◆ **Instruction**:
Please answer these questions using the Felix Riebl text:
1. In what year did Riebl co-found The Cat Empire?
2. What instrument did Riebl's uncle Thomas teach at the Mozarteum Salzburg?
3. On which song did Riebl's brother Max sing and play trumpet?

◆ **Page text**:
◇ ◇ ◇ ◇ ◇

Felix Riebl (born 1 May 1981) is a singer, songwriter, and composer based in Melbourne. He is the co-founder, band leader and principal songwriter of the internationally acclaimed band The Cat Empire, who have made multi-platinum albums, and are the 2006 winner of the World Music Aria Award for their album Cities.

Outside of his work with The Cat Empire, Riebl has composed music for the Australia Day Spectacular at Darling Harbour in 2013, the 2006 Commonwealth Games in Melbourne 2006, The Dream Festival on the Yarra River in 2009, and Australia's first ever White Night in Melbourne in 2013.

Early life and family

Felix Riebl was born in Melbourne to an Austrian father and an Australian mother. He spent his childhood living in Europe before moving back to Australia when he was in his early teens. Riebl's childhood was surrounded by music: his uncle, Thomas, was a professor of viola at the Mozarteum Salzburg, and family members, including his cousin Misty who was an aspiring artist, studying at Victorian College of the Arts would regularly take him to sit amongst the Vienna Philharmonic.

Of his family, Riebl said in an interview with the Sydney Morning Herald that "My sister is a classical pianist, my brother's a singer, and dad's brother is quite a famous viola player in Austria. We listened to a lot of music and we danced a lot and sang a lot. The older I get, the realisation comes that a lot of this starts early in the family."

Riebl's younger brother, Max (1991–2022), sang and played trumpet on the song "Miserere" on The Cat Empire's second album Two Shoes.

Career

1999–2022: The Cat Empire

In 1999, Riebl co-founded The Cat Empire with Ollie McGill and Ryan Monro. He was the primary songwriter on the band's self-entitled debut album, including being the sole writer of their first single, "Hello". In addition to his role as a musician in the band, Riebl had helped produce the albums Two Shoes and Cities.

◇ ◇ ◇ ◇ ◇

◆ **Dataset section**:

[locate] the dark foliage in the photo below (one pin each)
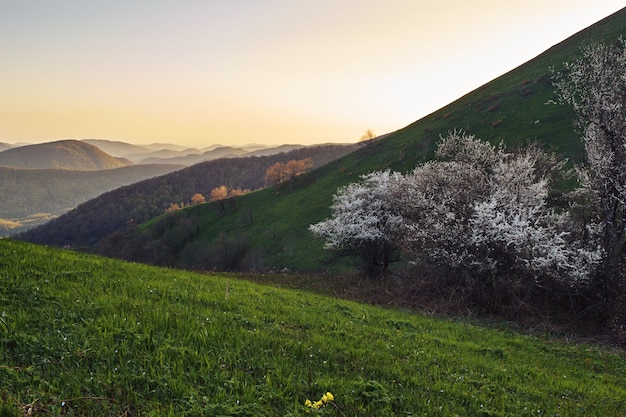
(122, 209)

◇ ◇ ◇ ◇ ◇

◆ **Written solution**:
1. 1999
2. Viola
3. "Miserere"